# What this task involves
Return the entries that follow exactly, with no images.

*** Opening Exercise inputs ***

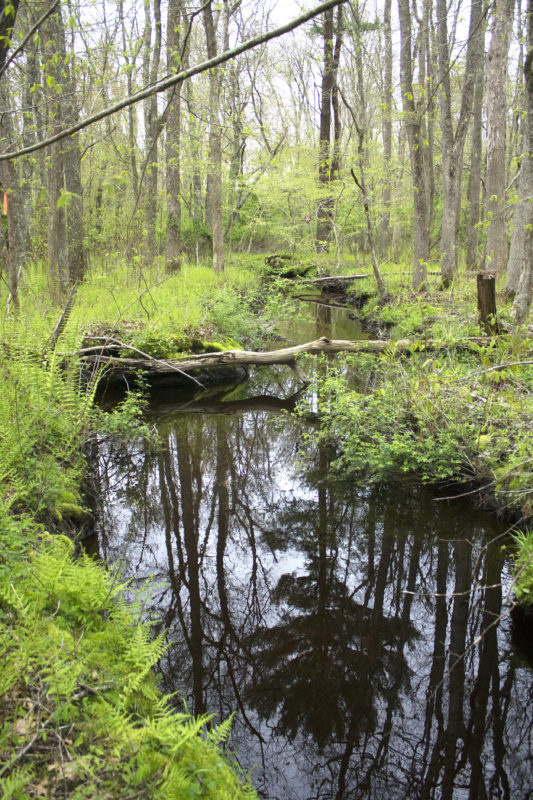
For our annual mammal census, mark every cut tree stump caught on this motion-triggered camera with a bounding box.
[477,272,501,335]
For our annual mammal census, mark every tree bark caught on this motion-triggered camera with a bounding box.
[513,6,533,324]
[315,7,343,253]
[0,77,29,309]
[41,2,86,290]
[378,0,392,255]
[437,0,484,285]
[203,1,224,272]
[465,47,485,270]
[485,0,516,273]
[477,272,501,333]
[505,153,533,297]
[0,1,20,74]
[118,0,140,200]
[165,0,183,273]
[143,0,162,263]
[398,0,430,289]
[316,8,334,252]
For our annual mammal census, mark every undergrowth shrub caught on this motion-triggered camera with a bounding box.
[300,343,533,518]
[0,340,94,521]
[513,530,533,604]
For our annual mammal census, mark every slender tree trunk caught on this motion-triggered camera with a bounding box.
[316,9,334,252]
[378,0,393,254]
[465,47,485,269]
[41,3,85,288]
[0,80,27,309]
[143,0,162,263]
[119,0,140,200]
[330,5,343,181]
[437,0,483,285]
[40,6,67,297]
[505,154,533,297]
[165,0,182,273]
[421,0,436,236]
[315,7,343,254]
[513,2,533,324]
[398,0,430,289]
[203,1,224,272]
[485,0,515,273]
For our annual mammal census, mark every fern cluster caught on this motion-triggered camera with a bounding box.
[0,535,256,799]
[0,328,95,522]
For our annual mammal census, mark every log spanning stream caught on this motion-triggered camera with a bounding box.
[88,297,533,799]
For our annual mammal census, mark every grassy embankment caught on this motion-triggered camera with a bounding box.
[1,254,532,796]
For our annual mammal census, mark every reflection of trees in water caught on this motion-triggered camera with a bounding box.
[94,405,533,800]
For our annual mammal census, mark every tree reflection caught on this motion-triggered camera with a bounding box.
[92,380,533,800]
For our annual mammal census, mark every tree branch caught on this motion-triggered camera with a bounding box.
[0,0,60,80]
[0,0,347,161]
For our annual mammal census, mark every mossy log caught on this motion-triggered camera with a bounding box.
[81,336,493,385]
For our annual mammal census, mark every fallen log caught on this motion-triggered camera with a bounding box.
[302,274,369,293]
[310,273,369,283]
[81,335,494,384]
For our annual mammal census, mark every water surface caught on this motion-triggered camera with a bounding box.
[90,303,533,799]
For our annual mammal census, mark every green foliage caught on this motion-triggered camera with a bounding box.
[299,327,533,517]
[305,353,481,485]
[0,334,94,521]
[513,530,533,604]
[0,535,256,799]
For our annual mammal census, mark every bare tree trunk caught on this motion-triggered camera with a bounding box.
[0,79,27,309]
[57,10,86,282]
[437,0,484,285]
[485,0,515,274]
[203,1,224,272]
[316,8,334,252]
[421,0,436,236]
[143,0,162,263]
[344,7,385,296]
[513,1,533,324]
[465,48,485,269]
[505,153,533,297]
[119,0,140,200]
[40,5,67,297]
[378,0,392,255]
[315,7,343,253]
[165,0,183,273]
[398,0,430,289]
[41,3,85,289]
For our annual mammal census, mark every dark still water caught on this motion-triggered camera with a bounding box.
[90,366,533,800]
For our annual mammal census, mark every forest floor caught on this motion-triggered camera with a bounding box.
[1,254,532,798]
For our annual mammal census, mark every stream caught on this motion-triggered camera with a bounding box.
[88,297,533,799]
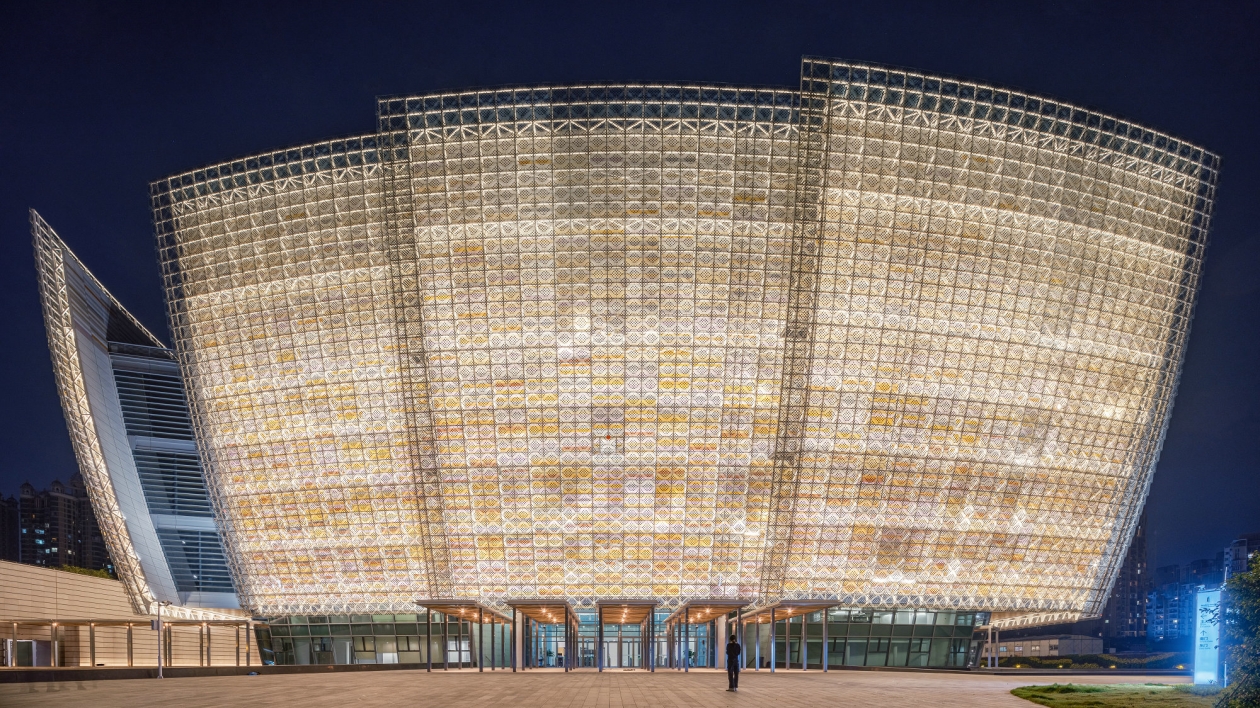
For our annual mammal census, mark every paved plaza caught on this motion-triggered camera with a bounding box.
[0,669,1188,707]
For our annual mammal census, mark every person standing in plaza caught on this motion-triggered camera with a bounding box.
[726,633,742,691]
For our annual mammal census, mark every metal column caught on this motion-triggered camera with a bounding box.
[597,607,604,672]
[683,608,689,672]
[755,619,760,670]
[799,615,805,671]
[89,623,96,667]
[648,609,655,672]
[477,608,484,672]
[821,608,828,672]
[245,621,252,667]
[127,623,133,667]
[236,625,241,666]
[510,609,517,672]
[443,615,449,670]
[769,608,776,673]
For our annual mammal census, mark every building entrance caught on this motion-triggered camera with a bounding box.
[594,600,657,671]
[602,630,643,668]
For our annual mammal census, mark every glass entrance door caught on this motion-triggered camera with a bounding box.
[620,639,641,668]
[602,636,643,668]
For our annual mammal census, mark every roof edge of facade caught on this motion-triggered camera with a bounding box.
[800,55,1220,163]
[29,209,168,350]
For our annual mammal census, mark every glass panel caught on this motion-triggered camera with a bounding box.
[889,639,910,666]
[844,639,866,666]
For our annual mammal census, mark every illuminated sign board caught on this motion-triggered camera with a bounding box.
[1194,588,1221,685]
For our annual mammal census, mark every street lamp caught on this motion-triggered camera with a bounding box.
[155,601,172,679]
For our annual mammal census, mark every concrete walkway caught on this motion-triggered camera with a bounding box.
[0,668,1189,707]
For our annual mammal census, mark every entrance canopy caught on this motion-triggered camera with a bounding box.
[596,599,657,625]
[413,599,511,624]
[663,598,750,626]
[506,599,579,628]
[741,599,835,623]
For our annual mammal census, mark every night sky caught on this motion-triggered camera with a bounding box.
[3,1,1256,571]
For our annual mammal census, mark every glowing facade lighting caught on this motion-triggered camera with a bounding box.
[151,59,1216,616]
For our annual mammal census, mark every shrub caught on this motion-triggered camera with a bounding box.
[59,565,117,580]
[1217,566,1260,708]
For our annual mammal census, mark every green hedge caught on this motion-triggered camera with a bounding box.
[58,565,117,580]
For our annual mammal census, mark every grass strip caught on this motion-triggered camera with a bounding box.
[1011,683,1221,707]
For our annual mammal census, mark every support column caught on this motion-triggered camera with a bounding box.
[716,616,725,669]
[477,609,484,672]
[245,622,252,667]
[236,625,241,667]
[127,624,133,667]
[442,615,449,670]
[683,609,689,673]
[563,608,569,673]
[799,614,805,671]
[769,608,776,673]
[597,608,604,672]
[51,624,57,668]
[89,623,96,667]
[10,623,16,667]
[648,609,655,672]
[426,611,432,672]
[822,608,829,672]
[510,609,516,672]
[755,619,761,670]
[207,623,212,666]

*** Closing Exercise inputs ***

# Answer for this exercise
For our annual mammal census, mark every cut tree stump caught on this motion-triggered camera with a bounding box.
[477,272,501,335]
For our annual mammal census, mark every tree bark caught on this motion-triggered camera with a bounding box.
[513,6,533,324]
[315,7,343,253]
[0,77,29,309]
[41,2,86,290]
[378,0,392,255]
[437,0,484,285]
[203,1,224,272]
[465,47,485,270]
[485,0,516,273]
[477,272,501,333]
[505,153,533,297]
[0,1,20,74]
[118,0,140,200]
[165,0,183,273]
[143,0,162,263]
[398,0,430,289]
[316,8,334,252]
For our annual mammal census, mark every undergrowth shrub caught on this motion-triggered camera with a bounding box.
[300,343,533,518]
[0,340,94,521]
[513,530,533,604]
For our annual mammal census, mark every slender tree trunk caught on this motion-triggered camera with a bounding box.
[316,9,334,252]
[378,0,393,254]
[465,47,485,269]
[41,3,85,288]
[0,80,27,309]
[143,0,162,263]
[119,0,140,200]
[330,5,343,181]
[437,0,483,285]
[40,6,67,297]
[505,154,533,297]
[165,0,182,273]
[421,0,436,236]
[315,7,343,254]
[513,2,533,324]
[398,0,430,289]
[203,1,224,272]
[485,0,515,273]
For our annual mammal census, mark every fern cluster caught on this motion-triggered camera with a bounding box.
[0,535,256,799]
[0,328,95,522]
For our annual mammal census, mark every log spanning stream caught on this motion-triggered camera with a bounding box.
[88,297,533,799]
For our annual mammal census, mark every grassy embankment caught on this motion-triggered camera with a bounding box.
[1,254,532,796]
For our annual mammal census, mark every reflection of trees in water caught on this motion-triggered camera with a bounding box.
[94,405,533,800]
For our annual mammal census, mark every tree reflection caught on this motion-triggered camera with a bounding box.
[92,380,533,800]
For our annual mammal census, mark every tree branch caught on this motion-triggered camera with a bounding box.
[0,0,60,80]
[0,0,347,161]
For our annual mammal census, mark every mossy log caught on this motion-triggered camera with a bounding box.
[81,336,493,385]
For our annual mammal census, mark every fallen log caught on this motion-triggered camera with a bounding box.
[302,274,369,293]
[310,273,369,283]
[81,335,494,384]
For our annual mammal census, mark every water surface caught on this motion-triggered camera with a bounding box.
[90,303,533,799]
For our annual mammal census, mark every green foliage caught on this motion-triggered camera with a bounding box.
[299,327,533,517]
[305,353,481,485]
[0,334,94,521]
[513,530,533,604]
[0,535,256,799]
For our annual mammal census, mark every bare tree trunk caught on this motion-triggered camera with a bounding box.
[0,79,27,309]
[57,10,86,282]
[437,0,484,285]
[485,0,515,274]
[203,1,224,272]
[316,8,334,252]
[421,0,436,236]
[143,0,162,263]
[344,7,385,296]
[513,1,533,324]
[465,48,485,269]
[505,153,533,297]
[119,0,140,200]
[40,5,67,297]
[378,0,392,255]
[315,7,343,253]
[165,0,183,273]
[398,0,430,289]
[41,3,85,289]
For our annual mammal census, mark every dark still water caught on this motion-triggered camera with a bounding box.
[90,366,533,800]
For our annual mammal census, mark every forest floor caught on this motion-triggered camera with a bounding box.
[1,254,532,798]
For our annual mammal census, mark every stream caught on this motion-triggered camera with a bounding box.
[88,297,533,799]
For our annual mammal census, mark every paved plaza caught on this motion-triggered camera with a bounding box.
[0,669,1188,707]
For our annual mammal census, mark every person standing in plaza caught on this motion-triggered camera with a bounding box.
[726,633,742,691]
For our annual mammal census, mark every metal column caught on this motion-triggered camera with a bounding box.
[597,607,604,672]
[683,608,689,672]
[755,619,760,670]
[799,615,805,671]
[89,623,96,667]
[648,609,655,672]
[477,608,484,672]
[821,608,828,672]
[245,621,252,667]
[127,623,133,667]
[236,625,241,666]
[510,609,517,672]
[443,615,449,670]
[769,608,776,673]
For our annual mammal census, mark every building entrance caught on this motion-triggered camera with a bounding box.
[594,600,657,671]
[602,630,643,668]
For our annual mammal census, mark every glass entrance door caught on this motion-triggered camera with a bounding box.
[620,639,641,668]
[602,636,643,668]
For our annual mammal census, mark every roof edge of facade caught on this motion-triggered camera with a bounding box.
[800,55,1220,163]
[29,209,168,350]
For our annual mammal census, mark every glass panel caught on this motion-triggered camera with a bounding box.
[889,639,910,666]
[844,639,866,666]
For our annual mammal census, mark every illuminated sign board caught on this motion-triggered camera with a bounding box.
[1194,588,1221,685]
For our annual mammal census, mark every street lamp caught on this motion-triggered camera with a bounding box.
[155,601,172,679]
For our annual mammal census, mark every concrete walkway caught on this motion-triggered camera with a bounding box.
[0,668,1189,707]
For our annual mammal census, mark every entrance canopy caught on this motion-triggered camera with a bounding box.
[596,599,657,625]
[413,599,511,624]
[663,598,750,626]
[506,599,579,628]
[741,599,835,623]
For our annual mammal census, mark every night sky caught on this motion-triggered camera with a bounding box.
[3,1,1256,571]
For our annual mammal census, mark every glowing facade lighting caught on this motion-triggered camera with a bounding box.
[151,59,1216,616]
For our annual mammal census, mark every shrub caught on this motion-triggered camera with a bounding box.
[59,565,117,580]
[1217,566,1260,708]
For our annual mammal census, mark every green hedge caught on this motion-triggered camera with a bounding box.
[58,565,117,580]
For our annual mammal census, mark every grass strip caught on this motion-triggered camera with a bounding box.
[1011,683,1221,707]
For our annual mammal census, mark every support column caught on this motion-triggered camera with a bounding box.
[716,616,725,669]
[477,609,484,672]
[245,622,252,667]
[236,625,241,667]
[127,624,133,667]
[442,615,449,670]
[683,609,689,673]
[563,608,569,673]
[799,614,805,671]
[769,608,776,673]
[597,608,604,672]
[51,624,57,668]
[89,623,96,667]
[10,623,16,667]
[648,609,655,672]
[426,611,432,672]
[822,608,829,672]
[510,609,516,672]
[755,619,761,670]
[207,623,212,666]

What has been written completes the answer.